**Document extract**.
■ ■ ■ ■ ■ ■ ■

Decreased Host-Cell ATP Levels Affects Bacteriophage Replication in Knockout E. coli Strains

Abstract

Bacteriophages are viruses that use host cell metabolic resources for replication. Altering Escherichia coli's ATP production pathway can inhibit bacteriophage replication, offering a new approach to bacteriophage therapy.The atp genes encode ATP synthase subunits crucial for ATP generation in E. coli. Knockouts ΔatpA, B, D, E, and H, alongside the parent strain, were studied. Focus narrowed to ΔatpA and B due to significant deviations from the parent strain. It is hypothesized that these knockout strains reduce growth in E. coli and bacteriophage due to decreased ATP production, vital for metabolism and phage replication. Comparative growth assays of E. coli parent and ATP knockout strains were conducted in LB-rich media and M9 minimal media. T4 bacteriophage replication was measured through lysis curves, plaque assays, and two time-point phage titer experiments, chosen for consistent replication. Characterization of T4 bacteriophage replication revealed ΔatpA's crucial role, showing difficulties in growth and lysing. ΔatpA required 10-4 dilutions in phage titer experiments due to low PFU/mL, contrasting with 10-7 dilutions for other strains. ATP assay data showed significantly lower ATP concentration (319nM) in ΔatpB compared to the parent strain, also implying its crucial role in ATP synthesis.Future research will focus on characterizing phage replication in ATP synthase knockout strains using E. coli ATP synthase inhibitors to deepen understanding of phage-host interactions. Controlled bacteriophage manipulation can be studied further to have a better understanding of the application of bacteriophage therapy and to potentially improve its clinical efficacy.

■ ■ ■ ■ ■ ■ ■

**Data under study**.

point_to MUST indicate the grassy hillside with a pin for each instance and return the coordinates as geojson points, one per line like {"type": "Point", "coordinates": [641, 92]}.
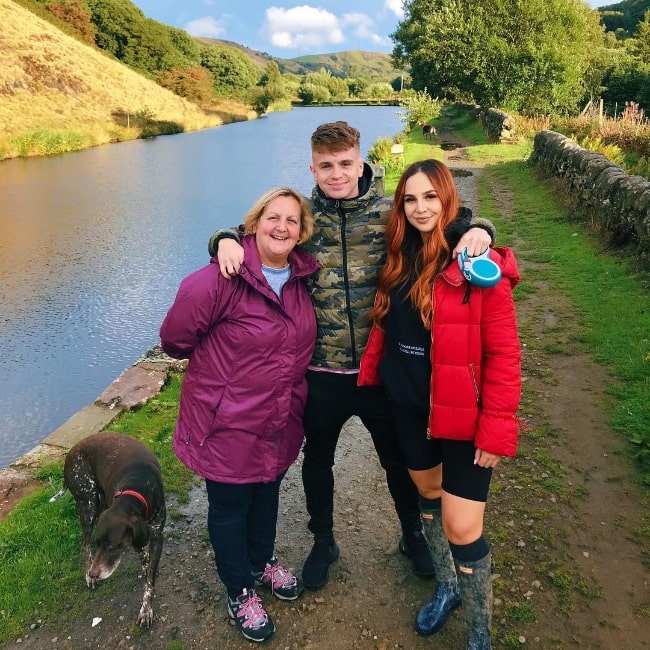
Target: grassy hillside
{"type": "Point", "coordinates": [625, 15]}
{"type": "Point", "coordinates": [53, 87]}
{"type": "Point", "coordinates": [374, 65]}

■ ■ ■ ■ ■ ■ ■

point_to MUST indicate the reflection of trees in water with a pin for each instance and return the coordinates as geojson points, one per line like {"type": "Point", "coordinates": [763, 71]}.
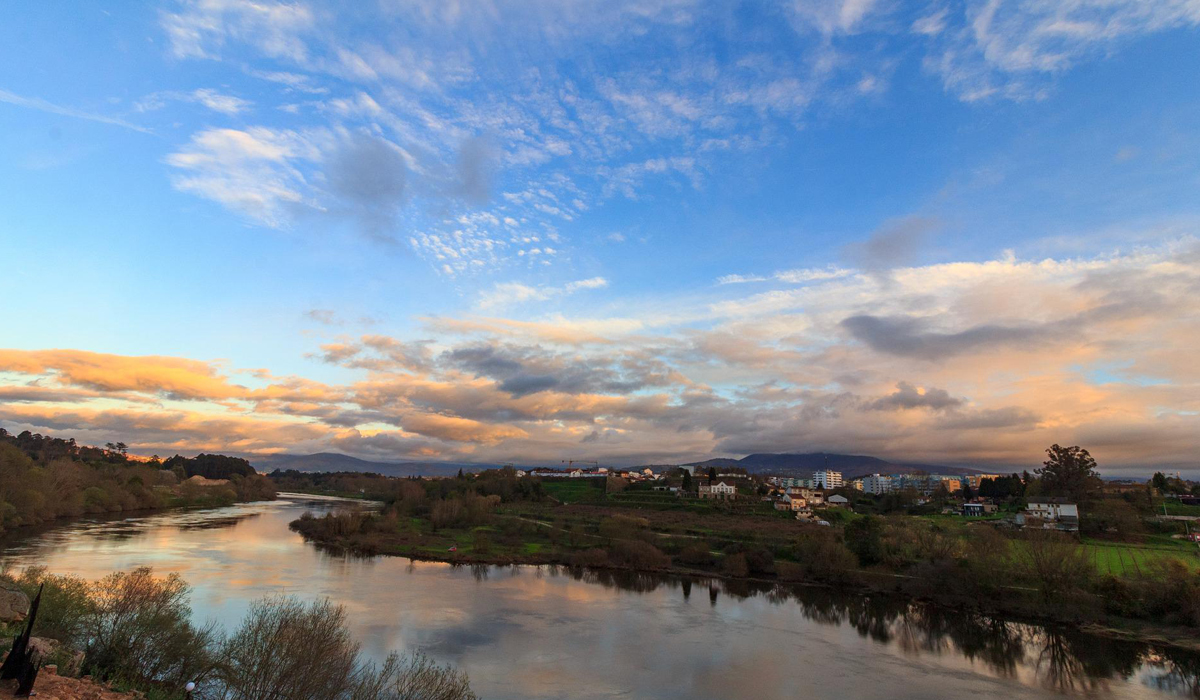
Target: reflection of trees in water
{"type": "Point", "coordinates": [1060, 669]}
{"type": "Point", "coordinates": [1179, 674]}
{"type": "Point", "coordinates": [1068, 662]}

■ ■ ■ ■ ■ ■ ■

**What is expected**.
In the abstract above on ATP synthase knockout strains, what ATP concentration did the ATP assay show for ΔatpB?

**Solution to the exercise**.
319nM